*Dataset records*:
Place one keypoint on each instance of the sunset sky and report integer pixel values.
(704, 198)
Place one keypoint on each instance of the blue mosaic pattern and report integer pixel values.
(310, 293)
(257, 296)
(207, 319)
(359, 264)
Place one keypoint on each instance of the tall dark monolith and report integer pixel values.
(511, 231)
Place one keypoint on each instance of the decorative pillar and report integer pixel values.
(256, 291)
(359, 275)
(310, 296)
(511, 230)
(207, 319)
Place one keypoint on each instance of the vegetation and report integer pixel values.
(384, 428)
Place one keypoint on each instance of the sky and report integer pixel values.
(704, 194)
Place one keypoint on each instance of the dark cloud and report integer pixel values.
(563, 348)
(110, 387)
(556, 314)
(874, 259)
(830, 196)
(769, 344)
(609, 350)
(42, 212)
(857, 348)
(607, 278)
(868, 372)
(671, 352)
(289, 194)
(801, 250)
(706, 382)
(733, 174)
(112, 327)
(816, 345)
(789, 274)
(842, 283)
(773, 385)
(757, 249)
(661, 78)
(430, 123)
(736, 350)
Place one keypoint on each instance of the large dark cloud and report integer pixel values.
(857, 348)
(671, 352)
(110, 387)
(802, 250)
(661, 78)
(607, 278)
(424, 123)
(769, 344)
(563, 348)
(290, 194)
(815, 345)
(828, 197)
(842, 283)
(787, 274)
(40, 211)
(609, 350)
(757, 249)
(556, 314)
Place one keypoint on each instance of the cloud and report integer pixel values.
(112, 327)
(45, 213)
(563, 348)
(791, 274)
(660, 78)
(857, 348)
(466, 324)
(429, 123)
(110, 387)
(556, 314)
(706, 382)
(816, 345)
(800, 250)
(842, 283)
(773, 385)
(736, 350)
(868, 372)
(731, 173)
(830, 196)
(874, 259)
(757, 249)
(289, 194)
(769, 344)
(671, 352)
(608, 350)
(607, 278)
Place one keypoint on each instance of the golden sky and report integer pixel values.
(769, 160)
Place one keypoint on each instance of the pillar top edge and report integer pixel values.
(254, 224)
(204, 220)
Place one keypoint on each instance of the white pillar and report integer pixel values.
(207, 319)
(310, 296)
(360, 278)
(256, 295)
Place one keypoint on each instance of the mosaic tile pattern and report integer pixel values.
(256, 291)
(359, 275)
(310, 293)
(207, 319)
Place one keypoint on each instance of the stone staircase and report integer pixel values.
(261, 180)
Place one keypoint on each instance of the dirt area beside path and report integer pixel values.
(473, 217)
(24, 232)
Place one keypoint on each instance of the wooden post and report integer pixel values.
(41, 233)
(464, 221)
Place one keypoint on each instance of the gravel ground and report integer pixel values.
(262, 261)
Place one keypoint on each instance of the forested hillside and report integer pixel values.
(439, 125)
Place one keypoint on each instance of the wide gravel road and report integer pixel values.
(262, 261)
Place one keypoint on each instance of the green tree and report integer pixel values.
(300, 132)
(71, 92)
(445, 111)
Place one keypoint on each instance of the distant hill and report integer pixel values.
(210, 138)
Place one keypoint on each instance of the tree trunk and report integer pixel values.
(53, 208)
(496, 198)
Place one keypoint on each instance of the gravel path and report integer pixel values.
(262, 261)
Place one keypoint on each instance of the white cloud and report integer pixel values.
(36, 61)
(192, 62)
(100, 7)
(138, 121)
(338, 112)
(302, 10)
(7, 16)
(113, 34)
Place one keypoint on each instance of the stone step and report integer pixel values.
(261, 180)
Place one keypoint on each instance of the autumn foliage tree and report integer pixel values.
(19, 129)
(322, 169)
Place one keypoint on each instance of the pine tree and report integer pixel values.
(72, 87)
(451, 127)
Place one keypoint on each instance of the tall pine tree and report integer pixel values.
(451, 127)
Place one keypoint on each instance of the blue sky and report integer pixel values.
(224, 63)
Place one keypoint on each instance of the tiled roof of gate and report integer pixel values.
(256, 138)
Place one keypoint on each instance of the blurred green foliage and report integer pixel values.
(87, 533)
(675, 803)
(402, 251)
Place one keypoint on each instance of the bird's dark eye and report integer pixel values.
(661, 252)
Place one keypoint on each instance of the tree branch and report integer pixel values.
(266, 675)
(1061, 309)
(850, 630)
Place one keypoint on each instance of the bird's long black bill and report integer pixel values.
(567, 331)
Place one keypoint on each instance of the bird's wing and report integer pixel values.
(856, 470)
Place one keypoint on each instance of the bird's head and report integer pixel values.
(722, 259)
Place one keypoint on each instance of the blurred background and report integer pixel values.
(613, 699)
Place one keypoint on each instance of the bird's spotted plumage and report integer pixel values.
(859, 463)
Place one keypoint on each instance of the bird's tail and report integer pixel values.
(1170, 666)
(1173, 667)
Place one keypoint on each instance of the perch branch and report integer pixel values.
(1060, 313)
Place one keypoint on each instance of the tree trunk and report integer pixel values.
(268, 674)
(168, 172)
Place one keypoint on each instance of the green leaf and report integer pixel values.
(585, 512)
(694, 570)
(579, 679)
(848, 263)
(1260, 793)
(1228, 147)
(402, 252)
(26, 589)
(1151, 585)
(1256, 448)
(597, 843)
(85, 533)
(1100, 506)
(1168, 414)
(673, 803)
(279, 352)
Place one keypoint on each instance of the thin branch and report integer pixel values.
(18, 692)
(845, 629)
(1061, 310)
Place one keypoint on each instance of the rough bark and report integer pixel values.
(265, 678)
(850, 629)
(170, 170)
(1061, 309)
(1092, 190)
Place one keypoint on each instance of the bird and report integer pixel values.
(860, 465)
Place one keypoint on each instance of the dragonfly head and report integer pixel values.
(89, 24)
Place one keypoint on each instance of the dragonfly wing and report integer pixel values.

*What is asked*: Every line from the line containing "Place one keypoint on each instance of the tall pine" to the last line of the material above must be repeated exactly, and no other line.

*Exercise solution*:
Place one keypoint on each instance of the tall pine tree and report integer pixel values.
(451, 127)
Place one keypoint on each instance of the blue sky and report integer pixel values.
(224, 63)
Place one keypoint on each instance of the tiled roof of gate and report integer pixel values.
(256, 138)
Place one keypoint on each instance of the blurred green foliage and report integer pixel values.
(87, 533)
(675, 803)
(402, 251)
Place one keypoint on each instance of the bird's dark eye and report integer pixel values.
(661, 252)
Place one keypoint on each instance of the tree branch and report integer pixel values.
(266, 675)
(1061, 309)
(850, 630)
Place one keypoint on each instance of the bird's long black bill and report integer pixel values.
(567, 331)
Place one keypoint on each instance of the bird's wing and report integer pixel values.
(856, 470)
Place one keypoint on each instance of the bird's head and report integer pixel values.
(722, 259)
Place one keypoint on each instance of the blurred background and report integer pixel values.
(613, 699)
Place one keypoint on each instance of the bird's spotted plumage and report integer pixel values.
(859, 463)
Place one keypoint on each instance of the bird's tail and report integer pixel values.
(1170, 666)
(1173, 667)
Place one keypoint on each instance of the perch branch and report integer pixel values.
(1060, 313)
Place one keypoint on each instance of the tree trunk and report integer pixel values.
(268, 674)
(168, 172)
Place one keypoint on each instance of the green leaf and report integer pixel values.
(585, 512)
(694, 570)
(579, 679)
(848, 263)
(1260, 793)
(1228, 147)
(402, 252)
(26, 589)
(1151, 585)
(1256, 448)
(597, 843)
(85, 533)
(1100, 506)
(1168, 414)
(673, 803)
(279, 352)
Place one keypoint on each instance of the thin branch and report integer pixel values.
(18, 692)
(845, 629)
(1061, 310)
Place one keypoint on each instance of the rough bark and report integer pixel values.
(265, 678)
(850, 629)
(170, 170)
(1061, 309)
(1092, 190)
Place one keypoint on each instance of the bird and report integer pixel values.
(860, 465)
Place one keypoint on each instance of the dragonfly head and report integer pixel values.
(89, 24)
Place one keypoint on each instance of the dragonfly wing and report integer pixel values.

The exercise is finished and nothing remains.